Eu já passei da idade de ter um tipo físico de mulher ideal para eu me relacionar. Antes, só se fosse diferente (bem diferente). Tivesse um figurino único. Gostasse de minha companhia mais que tudo. Tivesse no mínimo cabelos longos (e, talvez, uma tatuagem). Soubesse andar de salto alto. Que fosse do tipo rebelde. E, lógico, portadora de um grande coração…
Uma coisa meio Angelina Jolie.

AS TAREFAS ::
1. Reescreva o trecho do texto sobre a mulher ideal começando em "Eu já passei" e indo até "meio Angelina Jolie.". Substitua "Angelina Jolie" por "Frida Kahlo".
2. Devolva cada linha que contenha a palavra "church", respeitando maiúsculas e minúsculas.

DADOS DO EXERCÍCIO ::
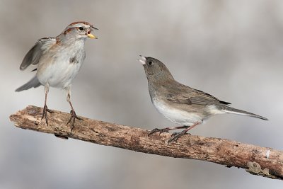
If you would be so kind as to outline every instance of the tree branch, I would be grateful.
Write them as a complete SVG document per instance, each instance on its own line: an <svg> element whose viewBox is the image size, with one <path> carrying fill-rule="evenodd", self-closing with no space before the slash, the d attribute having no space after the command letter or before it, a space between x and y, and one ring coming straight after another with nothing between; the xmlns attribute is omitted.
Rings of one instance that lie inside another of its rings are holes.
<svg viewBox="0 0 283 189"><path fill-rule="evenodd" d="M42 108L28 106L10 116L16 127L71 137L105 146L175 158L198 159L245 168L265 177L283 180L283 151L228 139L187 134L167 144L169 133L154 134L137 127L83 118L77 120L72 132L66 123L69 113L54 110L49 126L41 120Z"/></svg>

...

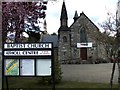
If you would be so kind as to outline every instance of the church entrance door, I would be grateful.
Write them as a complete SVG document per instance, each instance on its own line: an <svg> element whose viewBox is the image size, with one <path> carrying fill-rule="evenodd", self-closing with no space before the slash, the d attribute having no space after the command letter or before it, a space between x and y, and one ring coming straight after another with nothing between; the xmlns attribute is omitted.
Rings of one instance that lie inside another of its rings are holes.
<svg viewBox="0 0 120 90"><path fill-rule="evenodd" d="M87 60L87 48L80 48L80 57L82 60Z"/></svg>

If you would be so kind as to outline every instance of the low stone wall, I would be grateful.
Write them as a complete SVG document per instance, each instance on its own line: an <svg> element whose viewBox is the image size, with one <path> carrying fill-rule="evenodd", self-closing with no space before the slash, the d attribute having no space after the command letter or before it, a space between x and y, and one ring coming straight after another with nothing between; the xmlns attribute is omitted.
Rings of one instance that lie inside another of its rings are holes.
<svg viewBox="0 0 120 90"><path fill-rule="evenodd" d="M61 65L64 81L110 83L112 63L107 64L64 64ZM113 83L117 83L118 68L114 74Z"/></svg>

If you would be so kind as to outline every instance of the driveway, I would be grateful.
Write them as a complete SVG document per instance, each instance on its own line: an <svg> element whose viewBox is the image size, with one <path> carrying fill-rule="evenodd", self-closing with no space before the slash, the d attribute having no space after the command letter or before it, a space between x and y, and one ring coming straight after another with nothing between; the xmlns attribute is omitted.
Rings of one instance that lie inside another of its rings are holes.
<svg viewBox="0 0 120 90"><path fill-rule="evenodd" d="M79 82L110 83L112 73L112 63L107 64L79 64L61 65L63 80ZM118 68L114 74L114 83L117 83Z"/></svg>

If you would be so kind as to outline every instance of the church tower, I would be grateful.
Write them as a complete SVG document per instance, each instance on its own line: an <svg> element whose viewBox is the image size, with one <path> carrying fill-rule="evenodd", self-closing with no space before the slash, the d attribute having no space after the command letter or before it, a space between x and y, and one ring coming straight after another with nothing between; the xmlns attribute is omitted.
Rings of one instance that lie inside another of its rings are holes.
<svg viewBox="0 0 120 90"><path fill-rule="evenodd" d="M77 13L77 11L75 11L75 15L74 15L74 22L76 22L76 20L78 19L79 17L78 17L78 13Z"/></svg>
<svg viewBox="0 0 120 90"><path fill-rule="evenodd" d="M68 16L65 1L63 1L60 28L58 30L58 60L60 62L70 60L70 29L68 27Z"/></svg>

RESPOSTAS ::
1.
Eu já passei da idade de ter um tipo físico de mulher ideal para eu me relacionar. Antes, só se fosse diferente (bem diferente). Tivesse um figurino único. Gostasse de minha companhia mais que tudo. Tivesse no mínimo cabelos longos (e, talvez, uma tatuagem). Soubesse andar de salto alto. Que fosse do tipo rebelde. E, lógico, portadora de um grande coração…
Uma coisa meio Frida Kahlo.

2.
If you would be so kind as to outline every instance of the church entrance door, I would be grateful.
If you would be so kind as to outline every instance of the church tower, I would be grateful.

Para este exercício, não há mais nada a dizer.